### Text passage:
┄┄┄┄┄┄

BADLANI Vs. A HOOGEWARFE
LAWS(RAJ)-1975-1-18
HIGH COURT OF RAJASTHAN
Decided on January 17,1975

BADLANI Appellant
VERSUS
A HOOGEWARFE Respondents

JUDGEMENT

- (1.) THIS is a defendant-tenant's second appeal arising out of a suit for ejectment with respect to a portion of plaintiff-respondents' house, situated in the city of Ajmer The plaintiff-respondents No. 1 Hoogewerfe is brother, and plaintiffs-respondents No. 2 and 3 are sisters. Plaintiff No. 1 as well as plaintiff No. 3 are married. Plaintiff No. 1 has five children, and plaintiff No. 3 has one daughter. They are joint owners of the property in dispute. The plaintiff's case is that the respondent-plaintiff No. 3 used to live at Mahu with her husband when the latter was posted there as a Railway Engine Driver, and since he had retired from, service, the premises in question were required by the plaintiffs for residence of respondent No. 3, and her family.

┄┄┄┄┄┄

### Data segment:
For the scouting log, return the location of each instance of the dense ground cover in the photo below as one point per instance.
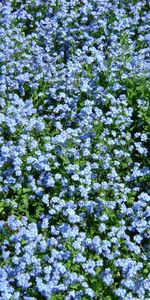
(74, 161)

┄┄┄┄┄┄

### Instructions:
1. Do the following statements agree with the judgment? Answer yes or no for each, and quote the words that decide it. (a) Plaintiff No. 1 has five children. (b) The husband of plaintiff No. 3 was posted at Mahu as a Railway Engine Driver. (c) The house in dispute is in Mahu.
2. Set down the part of the judgment starting at "BADLANI Appellant" and ending at "and her family.", with no changes.

### Answers per task:
1.
(a) Yes: "Plaintiff No. 1 has five children"
(b) Yes: "used to live at Mahu with her husband when the latter was posted there as a Railway Engine Driver"
(c) No: "situated in the city of Ajmer"

2.
BADLANI Appellant
VERSUS
A HOOGEWARFE Respondents

JUDGEMENT

- (1.) THIS is a defendant-tenant's second appeal arising out of a suit for ejectment with respect to a portion of plaintiff-respondents' house, situated in the city of Ajmer The plaintiff-respondents No. 1 Hoogewerfe is brother, and plaintiffs-respondents No. 2 and 3 are sisters. Plaintiff No. 1 as well as plaintiff No. 3 are married. Plaintiff No. 1 has five children, and plaintiff No. 3 has one daughter. They are joint owners of the property in dispute. The plaintiff's case is that the respondent-plaintiff No. 3 used to live at Mahu with her husband when the latter was posted there as a Railway Engine Driver, and since he had retired from, service, the premises in question were required by the plaintiffs for residence of respondent No. 3, and her family.